PASSAGE.
Segment Open
Nicolás Maduro, handpicked by the late Hugo Chávez as his successor, was sworn in as Venezuela’s president Friday, just one day after the government’s National Electoral Council, or CNE, announced that it would cede to the demand of the right-wing opposition for a complete audit of the April 14 presidential vote.

Maduro delivered a long and meandering speech after his formal swearing-in. He combined vows to complete the “socialist revolution” in Venezuela with appeals to the country’s capitalists to cooperate in developing its economy. He recounted that just the day before he had “extended my hand to our businessmen.” He announced that his government was working on plans for special economic zones in which “Public, private, national and international” capital would work together with “flexibility.” He also declared that he found the example of Guangdong province—containing both China’s greatest numbers of billionaires and its most exploited workers—“very interesting.”

At one point in the speech, a young man rushed the podium seizing the microphone out of Maduro’s hand before he was hustled away. “This was a complete failure of security,” he said when he was able to resume his speech. “They could have put a bullet in me here.”
Segment Closed
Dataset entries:
Segment Open
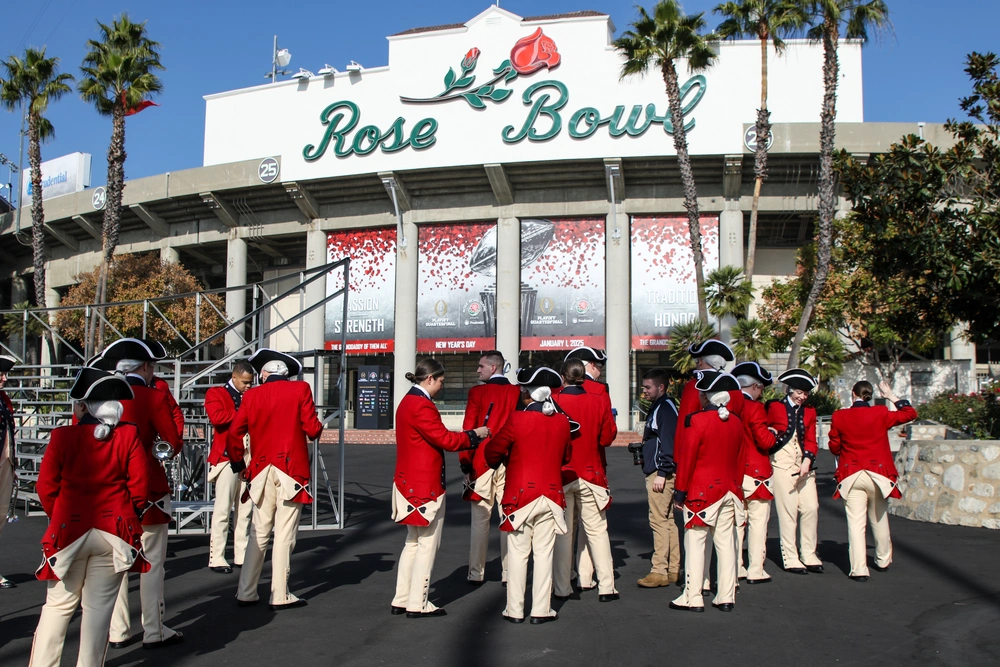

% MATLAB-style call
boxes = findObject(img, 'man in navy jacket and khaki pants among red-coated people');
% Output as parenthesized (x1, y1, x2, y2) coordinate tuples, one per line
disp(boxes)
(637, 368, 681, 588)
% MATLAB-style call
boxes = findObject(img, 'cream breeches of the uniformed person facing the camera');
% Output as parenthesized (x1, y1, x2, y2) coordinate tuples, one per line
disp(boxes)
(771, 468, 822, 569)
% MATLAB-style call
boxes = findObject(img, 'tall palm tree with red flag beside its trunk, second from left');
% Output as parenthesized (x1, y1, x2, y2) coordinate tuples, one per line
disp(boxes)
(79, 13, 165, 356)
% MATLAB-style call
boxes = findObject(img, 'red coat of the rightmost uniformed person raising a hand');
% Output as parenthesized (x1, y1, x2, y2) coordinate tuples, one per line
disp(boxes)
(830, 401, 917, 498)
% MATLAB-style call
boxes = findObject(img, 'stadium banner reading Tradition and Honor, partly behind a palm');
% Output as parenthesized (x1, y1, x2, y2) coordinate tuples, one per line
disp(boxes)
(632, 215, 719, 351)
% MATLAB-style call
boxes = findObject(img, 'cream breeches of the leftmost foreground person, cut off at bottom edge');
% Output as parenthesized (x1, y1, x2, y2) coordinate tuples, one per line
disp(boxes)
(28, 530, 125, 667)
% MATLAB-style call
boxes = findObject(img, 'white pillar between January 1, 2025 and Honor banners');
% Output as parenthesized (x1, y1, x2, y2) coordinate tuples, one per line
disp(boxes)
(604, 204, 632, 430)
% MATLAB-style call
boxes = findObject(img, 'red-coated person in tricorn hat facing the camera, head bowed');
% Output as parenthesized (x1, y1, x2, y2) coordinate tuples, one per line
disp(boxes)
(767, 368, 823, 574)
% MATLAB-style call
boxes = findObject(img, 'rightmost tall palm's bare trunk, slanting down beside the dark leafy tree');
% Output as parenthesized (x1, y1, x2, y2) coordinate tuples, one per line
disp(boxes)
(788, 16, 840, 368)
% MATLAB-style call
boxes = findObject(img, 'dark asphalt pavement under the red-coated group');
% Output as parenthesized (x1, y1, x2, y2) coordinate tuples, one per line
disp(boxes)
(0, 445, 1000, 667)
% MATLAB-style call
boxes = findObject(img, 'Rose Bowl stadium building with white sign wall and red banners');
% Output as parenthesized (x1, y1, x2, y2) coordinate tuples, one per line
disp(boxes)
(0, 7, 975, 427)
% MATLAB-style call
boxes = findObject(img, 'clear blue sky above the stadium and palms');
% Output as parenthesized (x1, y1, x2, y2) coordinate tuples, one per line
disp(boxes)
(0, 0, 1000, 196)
Segment Closed
Segment Open
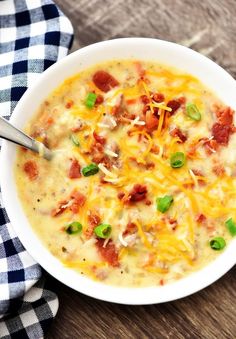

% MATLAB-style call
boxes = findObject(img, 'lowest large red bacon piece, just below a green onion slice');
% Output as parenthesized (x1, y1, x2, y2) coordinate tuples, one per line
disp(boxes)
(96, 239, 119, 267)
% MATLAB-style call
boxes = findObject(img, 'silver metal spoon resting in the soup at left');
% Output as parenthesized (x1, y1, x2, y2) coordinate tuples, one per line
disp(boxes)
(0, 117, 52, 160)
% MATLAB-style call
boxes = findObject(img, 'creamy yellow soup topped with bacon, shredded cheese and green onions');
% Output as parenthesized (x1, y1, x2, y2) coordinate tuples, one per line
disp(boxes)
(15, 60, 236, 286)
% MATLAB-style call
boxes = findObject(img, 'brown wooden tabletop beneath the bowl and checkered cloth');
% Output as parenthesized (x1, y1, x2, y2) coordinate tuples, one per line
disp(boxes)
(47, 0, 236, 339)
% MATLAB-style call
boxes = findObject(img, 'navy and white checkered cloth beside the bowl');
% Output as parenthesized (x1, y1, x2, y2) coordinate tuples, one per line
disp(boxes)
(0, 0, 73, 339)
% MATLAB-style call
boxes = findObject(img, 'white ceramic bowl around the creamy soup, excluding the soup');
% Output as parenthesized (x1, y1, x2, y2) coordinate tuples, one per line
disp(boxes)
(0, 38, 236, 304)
Segment Closed
EXERCISES TO COMPLETE.
[1] Reproduce the part of the passage about Maduro's swearing-in starting with "Nicolás Maduro, handpicked" and going on through "14 presidential vote.", word for word.
[2] In the passage about Maduro's swearing-in, which Chinese province did he describe as "very interesting"?
[3] Pick up the article on Maduro's swearing-in after its last sentence and write what comes next.

TASK ANSWERS.
[1]
Nicolás Maduro, handpicked by the late Hugo Chávez as his successor, was sworn in as Venezuela’s president Friday, just one day after the government’s National Electoral Council, or CNE, announced that it would cede to the demand of the right-wing opposition for a complete audit of the April 14 presidential vote.

[2] Guangdong province.

[3]
The CNE’s decision Thursday came in response to a formal appeal by the right-wing candidate Henrique Capriles and the coalition that backed him, which is known as MUD.

Initially, Maduro had indicated his support for such an audit of the April 14 vote, which saw the previously two-digit lead won by Chávez against similar opponents to barely 1.8 percent, or less than 275,000 votes out of nearly 15 million cast. He then shifted his position opposing such a measure.

The shift back again to support for a complete audit (54 percent of the ballot boxes were already audited in the course of the election count) appears to be part of a calculated decision by both factions of the Venezuelan bourgeoisie—the chavistas and the US-backed right—to back off from a direct confrontation after violence in the aftermath of the election left at least eight people dead, scores wounded and at least 150 arrested.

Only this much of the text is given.